_Work required_
Return every line of the data below that contains the string "light", and treat case as significant.

A block of data
-*-*-

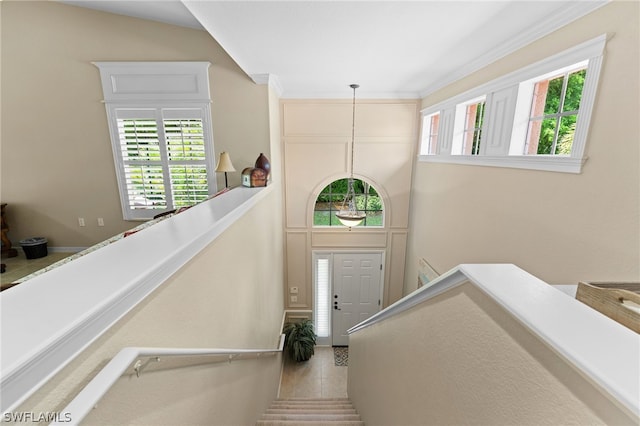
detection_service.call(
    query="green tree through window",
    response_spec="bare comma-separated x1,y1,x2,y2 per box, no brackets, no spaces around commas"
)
525,69,587,155
313,178,384,226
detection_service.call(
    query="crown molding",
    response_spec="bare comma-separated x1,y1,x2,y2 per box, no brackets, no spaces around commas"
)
249,73,283,97
420,0,610,98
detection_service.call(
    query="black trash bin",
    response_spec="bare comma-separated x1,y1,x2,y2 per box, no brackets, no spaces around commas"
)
20,237,47,259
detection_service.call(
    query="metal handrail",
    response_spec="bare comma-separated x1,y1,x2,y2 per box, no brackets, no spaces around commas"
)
51,334,285,426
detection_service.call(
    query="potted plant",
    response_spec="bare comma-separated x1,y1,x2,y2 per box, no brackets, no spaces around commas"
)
283,319,316,362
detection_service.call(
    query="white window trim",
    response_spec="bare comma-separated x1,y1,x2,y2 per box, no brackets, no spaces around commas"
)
93,61,217,220
312,251,333,346
418,34,608,173
106,101,217,221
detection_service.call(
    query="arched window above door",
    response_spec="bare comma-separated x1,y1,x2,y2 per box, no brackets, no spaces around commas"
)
313,178,384,227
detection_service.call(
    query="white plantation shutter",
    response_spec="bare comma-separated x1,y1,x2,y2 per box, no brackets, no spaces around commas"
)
112,107,215,219
94,61,216,220
314,253,331,339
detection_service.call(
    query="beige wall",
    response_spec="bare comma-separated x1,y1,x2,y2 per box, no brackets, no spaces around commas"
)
348,283,637,426
405,1,640,293
282,100,418,309
14,182,284,425
0,1,269,247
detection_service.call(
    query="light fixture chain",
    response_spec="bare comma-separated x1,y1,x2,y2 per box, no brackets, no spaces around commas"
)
351,84,359,179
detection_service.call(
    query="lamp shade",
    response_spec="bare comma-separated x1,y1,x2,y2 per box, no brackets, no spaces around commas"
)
216,152,236,172
336,210,367,228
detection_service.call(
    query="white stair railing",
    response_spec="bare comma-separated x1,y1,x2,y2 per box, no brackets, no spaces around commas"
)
51,334,285,426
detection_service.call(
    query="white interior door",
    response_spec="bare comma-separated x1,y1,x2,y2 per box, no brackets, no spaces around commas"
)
331,252,382,346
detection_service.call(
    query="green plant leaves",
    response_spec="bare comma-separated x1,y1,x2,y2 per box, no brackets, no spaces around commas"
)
283,319,316,362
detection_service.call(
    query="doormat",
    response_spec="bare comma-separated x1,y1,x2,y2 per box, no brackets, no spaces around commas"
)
333,346,349,367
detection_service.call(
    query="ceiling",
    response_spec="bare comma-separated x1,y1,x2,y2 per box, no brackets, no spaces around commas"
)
58,0,608,98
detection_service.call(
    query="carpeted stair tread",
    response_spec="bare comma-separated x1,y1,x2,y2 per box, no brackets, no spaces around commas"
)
256,398,364,426
265,407,357,414
269,403,353,410
256,420,364,426
262,413,360,421
273,398,351,404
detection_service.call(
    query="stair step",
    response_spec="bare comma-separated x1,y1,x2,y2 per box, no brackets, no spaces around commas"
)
256,398,364,426
269,404,353,410
265,407,357,414
261,413,360,421
256,420,364,426
273,398,351,405
275,397,351,402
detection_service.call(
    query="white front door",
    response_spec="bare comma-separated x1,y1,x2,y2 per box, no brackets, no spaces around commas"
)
331,252,382,346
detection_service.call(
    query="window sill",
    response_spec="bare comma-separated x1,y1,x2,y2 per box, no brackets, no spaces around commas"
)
418,155,587,174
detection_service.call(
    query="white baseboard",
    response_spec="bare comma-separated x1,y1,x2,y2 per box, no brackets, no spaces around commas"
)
47,247,87,253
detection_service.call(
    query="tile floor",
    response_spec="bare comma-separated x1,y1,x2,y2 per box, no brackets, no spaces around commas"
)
280,346,348,398
0,250,73,284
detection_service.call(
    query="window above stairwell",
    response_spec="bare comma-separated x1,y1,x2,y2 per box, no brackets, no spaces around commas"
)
419,35,607,173
96,62,216,220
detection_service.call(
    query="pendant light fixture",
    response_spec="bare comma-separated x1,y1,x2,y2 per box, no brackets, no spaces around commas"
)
336,84,366,230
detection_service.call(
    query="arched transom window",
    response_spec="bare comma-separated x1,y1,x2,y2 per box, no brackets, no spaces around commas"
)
313,178,384,226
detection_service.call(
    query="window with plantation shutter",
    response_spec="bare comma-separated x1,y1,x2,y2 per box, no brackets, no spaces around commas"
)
113,108,215,219
94,62,216,220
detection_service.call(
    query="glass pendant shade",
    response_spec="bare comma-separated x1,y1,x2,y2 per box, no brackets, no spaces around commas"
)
336,178,367,228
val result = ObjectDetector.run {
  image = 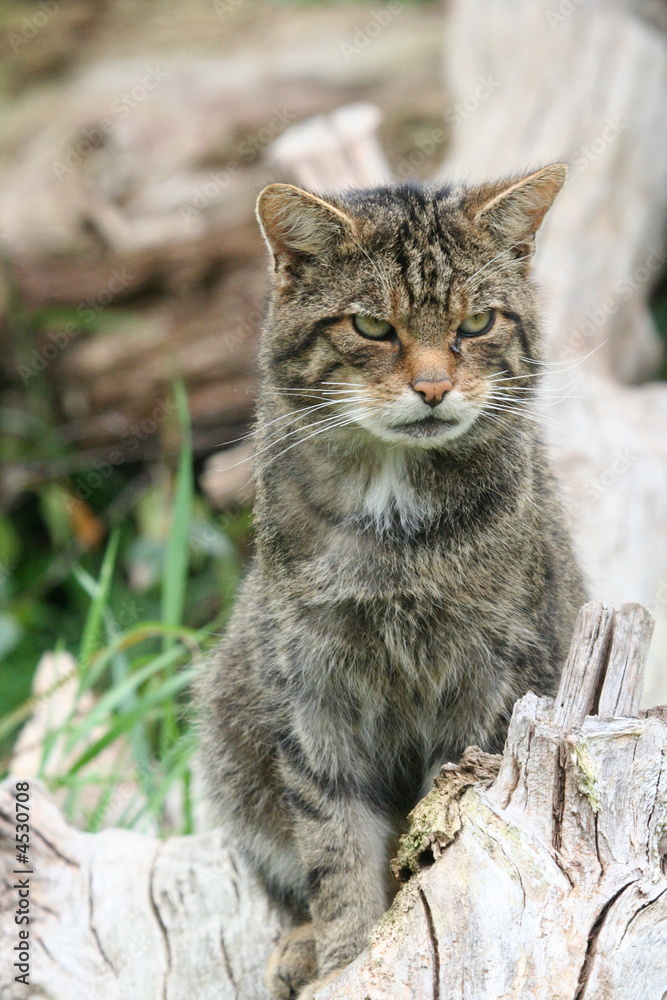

-*-*-

_Task answer_
    query="light fixture chain",
    query="pendant light fixture",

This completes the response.